Exercise goal: Retype all the records below exactly as they are, with no image carried over.
(The data begins)
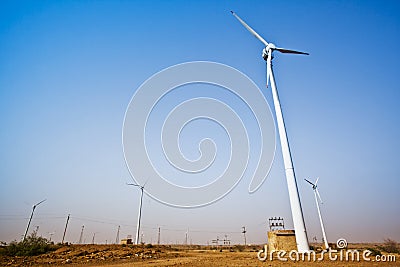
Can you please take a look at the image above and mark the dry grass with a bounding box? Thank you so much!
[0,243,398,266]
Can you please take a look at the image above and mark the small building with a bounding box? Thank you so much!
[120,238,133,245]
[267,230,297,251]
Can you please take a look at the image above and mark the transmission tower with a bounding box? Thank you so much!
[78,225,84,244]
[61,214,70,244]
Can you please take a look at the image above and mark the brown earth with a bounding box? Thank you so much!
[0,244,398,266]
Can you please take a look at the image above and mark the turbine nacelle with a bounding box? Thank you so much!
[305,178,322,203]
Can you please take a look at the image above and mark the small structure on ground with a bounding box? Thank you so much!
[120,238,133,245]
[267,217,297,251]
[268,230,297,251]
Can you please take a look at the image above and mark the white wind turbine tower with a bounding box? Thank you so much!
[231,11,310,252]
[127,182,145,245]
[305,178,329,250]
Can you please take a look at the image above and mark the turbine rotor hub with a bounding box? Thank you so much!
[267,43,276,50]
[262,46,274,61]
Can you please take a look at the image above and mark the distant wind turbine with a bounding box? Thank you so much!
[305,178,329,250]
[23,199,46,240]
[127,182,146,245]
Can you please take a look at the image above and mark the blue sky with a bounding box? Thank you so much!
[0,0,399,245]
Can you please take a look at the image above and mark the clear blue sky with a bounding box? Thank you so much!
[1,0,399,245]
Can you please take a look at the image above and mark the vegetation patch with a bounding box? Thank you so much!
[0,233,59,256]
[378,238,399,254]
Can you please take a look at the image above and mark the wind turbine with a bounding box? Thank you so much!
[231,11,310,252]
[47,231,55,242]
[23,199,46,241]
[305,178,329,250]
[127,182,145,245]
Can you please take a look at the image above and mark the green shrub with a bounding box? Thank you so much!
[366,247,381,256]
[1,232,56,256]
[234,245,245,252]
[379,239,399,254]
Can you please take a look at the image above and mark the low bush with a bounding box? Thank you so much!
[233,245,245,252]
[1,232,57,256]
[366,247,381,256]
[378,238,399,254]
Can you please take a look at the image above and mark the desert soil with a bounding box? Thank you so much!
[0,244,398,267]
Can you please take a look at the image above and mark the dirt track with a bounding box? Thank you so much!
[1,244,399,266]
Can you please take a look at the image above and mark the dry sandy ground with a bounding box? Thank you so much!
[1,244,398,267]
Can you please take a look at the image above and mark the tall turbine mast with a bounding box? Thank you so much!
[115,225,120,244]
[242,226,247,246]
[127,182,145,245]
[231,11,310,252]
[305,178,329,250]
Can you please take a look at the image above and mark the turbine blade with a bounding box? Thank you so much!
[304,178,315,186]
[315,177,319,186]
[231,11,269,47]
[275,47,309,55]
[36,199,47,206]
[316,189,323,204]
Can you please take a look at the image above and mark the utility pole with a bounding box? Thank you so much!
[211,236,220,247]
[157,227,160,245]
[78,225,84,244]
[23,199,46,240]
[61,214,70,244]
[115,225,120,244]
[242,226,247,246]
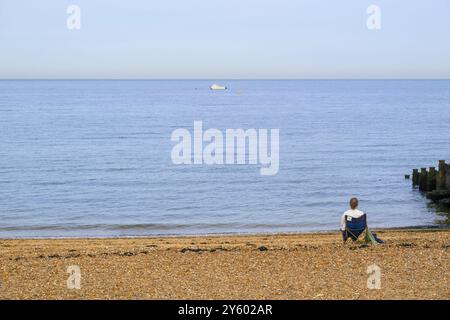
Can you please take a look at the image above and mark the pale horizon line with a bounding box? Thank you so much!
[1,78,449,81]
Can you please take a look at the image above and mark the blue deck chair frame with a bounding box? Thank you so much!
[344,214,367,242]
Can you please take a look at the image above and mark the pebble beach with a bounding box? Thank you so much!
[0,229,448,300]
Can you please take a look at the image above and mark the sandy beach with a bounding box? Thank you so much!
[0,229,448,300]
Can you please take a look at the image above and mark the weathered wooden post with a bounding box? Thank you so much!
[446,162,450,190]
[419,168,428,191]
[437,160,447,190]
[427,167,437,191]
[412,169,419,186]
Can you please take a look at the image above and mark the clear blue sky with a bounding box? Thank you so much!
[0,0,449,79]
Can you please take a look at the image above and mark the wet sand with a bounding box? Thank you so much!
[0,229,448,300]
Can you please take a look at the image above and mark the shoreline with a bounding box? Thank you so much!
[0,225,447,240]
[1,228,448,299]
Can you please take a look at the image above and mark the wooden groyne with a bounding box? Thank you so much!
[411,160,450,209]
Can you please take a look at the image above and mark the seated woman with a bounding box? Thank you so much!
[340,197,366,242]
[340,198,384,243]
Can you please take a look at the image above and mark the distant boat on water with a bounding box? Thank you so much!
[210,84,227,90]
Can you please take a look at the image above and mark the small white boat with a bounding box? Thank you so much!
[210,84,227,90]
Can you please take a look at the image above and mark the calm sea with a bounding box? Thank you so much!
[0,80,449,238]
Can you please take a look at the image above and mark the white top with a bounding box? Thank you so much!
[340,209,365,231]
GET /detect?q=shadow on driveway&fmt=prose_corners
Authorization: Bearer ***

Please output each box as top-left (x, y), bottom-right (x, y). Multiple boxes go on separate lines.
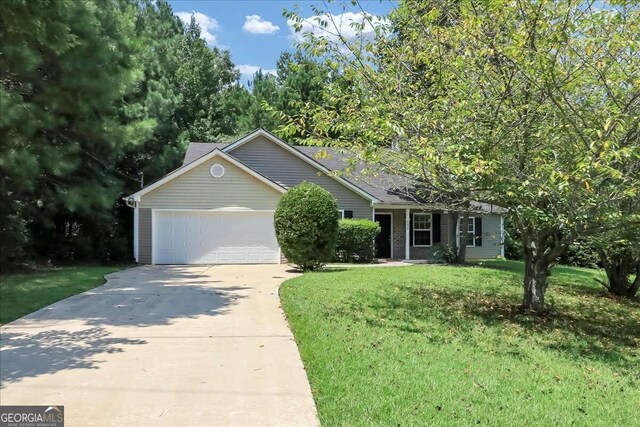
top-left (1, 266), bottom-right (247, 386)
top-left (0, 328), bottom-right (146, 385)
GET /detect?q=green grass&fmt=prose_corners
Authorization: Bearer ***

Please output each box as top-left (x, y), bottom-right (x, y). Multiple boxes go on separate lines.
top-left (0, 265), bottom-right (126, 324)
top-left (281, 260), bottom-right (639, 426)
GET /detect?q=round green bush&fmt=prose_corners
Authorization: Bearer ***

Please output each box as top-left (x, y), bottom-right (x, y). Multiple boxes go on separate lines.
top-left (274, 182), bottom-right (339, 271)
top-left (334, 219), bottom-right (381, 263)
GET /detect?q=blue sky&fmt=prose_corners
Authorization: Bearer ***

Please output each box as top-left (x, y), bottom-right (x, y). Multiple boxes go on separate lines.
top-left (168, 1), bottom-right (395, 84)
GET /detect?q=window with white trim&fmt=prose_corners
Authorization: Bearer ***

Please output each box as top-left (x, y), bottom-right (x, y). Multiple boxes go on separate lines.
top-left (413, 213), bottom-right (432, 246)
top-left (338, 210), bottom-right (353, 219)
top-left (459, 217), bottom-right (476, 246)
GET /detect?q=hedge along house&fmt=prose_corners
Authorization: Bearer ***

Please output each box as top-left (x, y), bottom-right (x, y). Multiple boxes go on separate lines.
(The data ends)
Solved exercise:
Can you please take a look at the image above and mark the dry grass with a bounding box? Thank you so much!
[0,243,398,266]
Can you please take a look at the image above and mark the small building with a bounding box? Thank you so much!
[120,238,133,245]
[267,230,297,251]
Can you please take a look at the image above and mark the transmission tower with a bounding box? Thank you so much!
[78,225,84,244]
[61,214,70,244]
Can you please take a look at the image above and mark the brown earth with a bounding box? Thank you so much!
[0,244,398,266]
Can you please take a look at the image above and mark the turbine nacelle with a bounding box? Thank you so much!
[305,178,322,203]
Can you please take a look at the image above and mark the small structure on ground with a bounding box? Thank you so much!
[120,238,133,245]
[267,217,297,251]
[268,230,297,251]
Can you please take a look at the image above and mark the white wind turbine tower with a bounding box? Thank you so much!
[231,11,310,252]
[127,182,145,245]
[305,178,329,250]
Can you please take a look at the image above and mark the turbine rotor hub with a bounding box? Thank you so much!
[267,43,276,50]
[262,46,274,61]
Can you please take a look at the image above and mark the distant wind turbine with a bounding box? Thank you so much!
[305,178,329,250]
[23,199,46,240]
[127,182,146,245]
Can you please take a look at the image above and mark the blue sky with a bounding box? Thank you so much!
[0,0,399,245]
Can you please take a look at the image above and mark the clear blue sky with a bounding box? Thank you so much!
[1,0,399,245]
Can you please take a look at the image above and mark the vegetation patch with a bounding box? Thank you so much!
[0,233,59,256]
[378,238,399,254]
Can you please take a look at the image above and mark the wind turbine with a bounding box? Thank you so much!
[231,11,310,252]
[47,231,55,242]
[23,199,46,241]
[305,178,329,250]
[127,182,145,245]
Can you please take a look at the image above and mark the green shrub with a bounding box? Thank you so much!
[366,247,381,256]
[1,232,56,256]
[234,245,245,252]
[379,239,399,254]
Can you please take a look at the image above and mark the low bush with a bounding box? Thank you so much!
[233,245,245,252]
[1,232,57,256]
[366,247,381,256]
[378,238,399,254]
Can you please take a look at the image above and mark the desert soil with a bounding box? Thank you so much!
[0,244,398,267]
Can you please take a look at the image above and mark the dirt track with a bounding box? Thank you so much!
[1,244,399,266]
Can you please take a look at the image above and mark the dry sandy ground with a bounding box? Thank you so much!
[1,244,398,267]
Can you please take a look at the image above and mark the tall turbine mast with a bounding box? Thank you so much!
[115,225,120,244]
[242,226,247,246]
[127,182,145,245]
[231,11,310,252]
[305,178,329,250]
Can you please take a look at the image above and mark the turbine blade with a bounding box? Thank you so much!
[304,178,315,186]
[315,177,319,186]
[231,11,269,47]
[275,47,309,55]
[36,199,47,206]
[316,189,323,204]
Can you please take a look at the image above and mark the utility pole with a bounding box? Thank you so much!
[211,236,220,247]
[157,227,160,245]
[78,225,84,244]
[23,199,46,240]
[61,214,70,244]
[115,225,120,244]
[242,226,247,246]
Can you please take a look at the image above and mark the pale horizon line with a bounding box? Thank you so much!
[1,78,449,81]
Can you please take a look at the image above and mark the blue deck chair frame with a bounding box? Thank you so much!
[344,214,367,242]
Can you please take a look at the image above and mark the pebble beach with a bounding box? Thank you so much!
[0,229,448,300]
Can you please take a look at the image above and mark the sandy beach with a bounding box? Thank you so much!
[0,229,448,300]
Can you please take a look at the image above and mark the weathered wooden post with a bounding box? Thank you so much!
[446,162,450,190]
[419,168,428,191]
[437,160,447,190]
[427,167,437,191]
[412,169,419,186]
Can you please take a look at the image above and mark the clear blue sky with a bounding box? Thank you so much!
[0,0,449,79]
Can you please take a look at the image above and mark the wet sand with a bounding box? Thank you so much!
[0,229,448,300]
Can you please take a look at the image above and mark the shoreline with a bounding box? Thank you so much!
[0,225,447,240]
[1,228,448,299]
Can you please take a look at the image above and mark the wooden groyne with a bounding box? Thank you so much!
[411,160,450,209]
Can you please take a look at the image above and mark the seated woman with a bounding box? Thank you so much!
[340,197,366,242]
[340,198,384,243]
Can you please take a look at the image above and mark the distant boat on water with a bounding box? Thank you so much!
[210,84,227,90]
Can you please take a look at the image above and mark the small white boat with a bounding box? Thank you so much!
[210,84,227,90]
Can you please take a look at the image above and mark the calm sea with a bounding box? Thank you so much!
[0,80,449,238]
Can you please take a look at the image above and mark the white top with a bounding box? Thank you so much!
[340,209,365,231]
GET /detect?q=shadow on driveway&fmt=prose_corners
Authorization: Bearer ***

Please output each box as top-left (x, y), bottom-right (x, y). Multiple boxes go on separate lines.
top-left (1, 266), bottom-right (247, 386)
top-left (0, 328), bottom-right (146, 385)
GET /detect?q=green grass&fmt=prose_corners
Authorization: Bearer ***

Please output each box as top-left (x, y), bottom-right (x, y). Multiple boxes go on separate lines.
top-left (0, 265), bottom-right (126, 324)
top-left (281, 260), bottom-right (639, 426)
GET /detect?q=round green bush&fmt=prose_corners
Authorization: Bearer ***

Please output each box as top-left (x, y), bottom-right (x, y). Multiple boxes go on separate lines.
top-left (274, 182), bottom-right (339, 271)
top-left (334, 219), bottom-right (381, 263)
GET /detect?q=blue sky&fmt=prose_corners
Authorization: Bearer ***

Please output each box as top-left (x, y), bottom-right (x, y). Multiple boxes go on separate lines.
top-left (168, 1), bottom-right (395, 84)
GET /detect?q=window with white trim&fmt=prose_corners
Authorization: Bearer ***

Please output each box as top-left (x, y), bottom-right (x, y). Multiple boxes go on separate lines.
top-left (413, 213), bottom-right (432, 246)
top-left (338, 210), bottom-right (353, 219)
top-left (459, 217), bottom-right (476, 246)
GET /detect?q=hedge along house&fmt=prose_corners
Authorization: Bearer ***

Please output each box as top-left (x, y), bottom-right (x, y). Multiple boxes go on separate lines.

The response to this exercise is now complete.